Excerpts of pointing data »
-=-=-
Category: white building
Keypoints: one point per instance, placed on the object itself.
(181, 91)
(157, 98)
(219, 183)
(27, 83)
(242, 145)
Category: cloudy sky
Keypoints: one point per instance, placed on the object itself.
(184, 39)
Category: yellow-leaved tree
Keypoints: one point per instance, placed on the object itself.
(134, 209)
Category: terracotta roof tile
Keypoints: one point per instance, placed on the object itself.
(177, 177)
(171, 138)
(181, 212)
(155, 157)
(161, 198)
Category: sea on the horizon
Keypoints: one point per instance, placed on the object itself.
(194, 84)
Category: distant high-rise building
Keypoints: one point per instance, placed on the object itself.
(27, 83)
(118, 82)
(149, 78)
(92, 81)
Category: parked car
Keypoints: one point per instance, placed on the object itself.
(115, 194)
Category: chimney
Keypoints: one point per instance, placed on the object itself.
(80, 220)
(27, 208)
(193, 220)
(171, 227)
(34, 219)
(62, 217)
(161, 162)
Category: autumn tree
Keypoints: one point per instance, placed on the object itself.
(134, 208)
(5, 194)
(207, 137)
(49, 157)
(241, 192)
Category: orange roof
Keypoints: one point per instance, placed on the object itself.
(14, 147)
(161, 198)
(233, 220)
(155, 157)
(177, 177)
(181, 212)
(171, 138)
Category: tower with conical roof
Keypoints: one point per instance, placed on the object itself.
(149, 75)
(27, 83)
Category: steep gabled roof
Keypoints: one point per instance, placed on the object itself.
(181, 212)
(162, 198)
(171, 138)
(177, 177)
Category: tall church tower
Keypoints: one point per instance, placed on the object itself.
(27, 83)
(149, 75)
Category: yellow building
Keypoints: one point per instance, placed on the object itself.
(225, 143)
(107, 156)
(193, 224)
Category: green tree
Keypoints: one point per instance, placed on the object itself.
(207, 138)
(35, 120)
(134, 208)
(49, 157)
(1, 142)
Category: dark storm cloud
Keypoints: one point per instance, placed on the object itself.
-=-=-
Stated task » Print the records above line for line, with no changes.

The answer »
Category: white building
Keypoints: one point per instance, placed on the object itself.
(181, 91)
(157, 98)
(219, 183)
(27, 83)
(242, 145)
Category: cloudy sky
Keypoints: one point per instance, placed on the object itself.
(184, 39)
Category: yellow-leaved tree
Keypoints: one point per instance, placed on the object itself.
(134, 209)
Category: terracotta roof tile
Keypoints: one point per instance, placed on the object itself.
(177, 177)
(171, 138)
(181, 212)
(155, 157)
(161, 198)
Category: sea on the horizon
Keypoints: one point per instance, placed on the object itself.
(194, 84)
Category: distant high-rise building
Keypoints: one point per instance, placed on the object itself.
(27, 83)
(118, 82)
(149, 78)
(92, 81)
Category: parked car
Keypoints: one point per instance, placed on the object itself.
(115, 194)
Category: chimney
Keypoints: one point per instance, placed on the object itself.
(80, 220)
(27, 208)
(193, 220)
(171, 227)
(34, 219)
(62, 217)
(161, 162)
Category: autumn tree
Keypoints: one point per instance, placed on the object itself.
(134, 208)
(5, 194)
(207, 137)
(49, 157)
(241, 192)
Category: orange roof
Keypoints: one point per instance, placed on the object itself.
(14, 147)
(161, 198)
(233, 220)
(155, 157)
(177, 177)
(181, 212)
(171, 138)
Category: tower with conical roof
Keypoints: one point per instance, placed on the object itself.
(149, 75)
(27, 83)
Category: steep gabled roof
Keypoints: one point per instance, placed on the object itself.
(181, 212)
(162, 198)
(171, 138)
(177, 177)
Category: tall church tower
Keypoints: one point per instance, placed on the object itself.
(27, 83)
(149, 75)
Category: yellow building
Keypoints: one point per instance, placed on the object itself.
(225, 143)
(107, 156)
(193, 224)
Category: green tree
Keypoints: one point per instance, placed on the object itself.
(207, 138)
(35, 120)
(134, 208)
(49, 157)
(1, 142)
Category: dark storm cloud
Keypoints: one point per instance, placed on the object itself.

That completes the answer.